THE EXERCISE: Copy each of the following lines word for word, keeping their order.

** start of RAW DATA **

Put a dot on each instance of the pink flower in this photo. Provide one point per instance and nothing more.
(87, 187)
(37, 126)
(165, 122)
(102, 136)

** end of RAW DATA **

SOLUTION:
Put a dot on each instance of the pink flower in this photo. Provide one point per instance and nothing more.
(87, 187)
(37, 126)
(165, 122)
(102, 136)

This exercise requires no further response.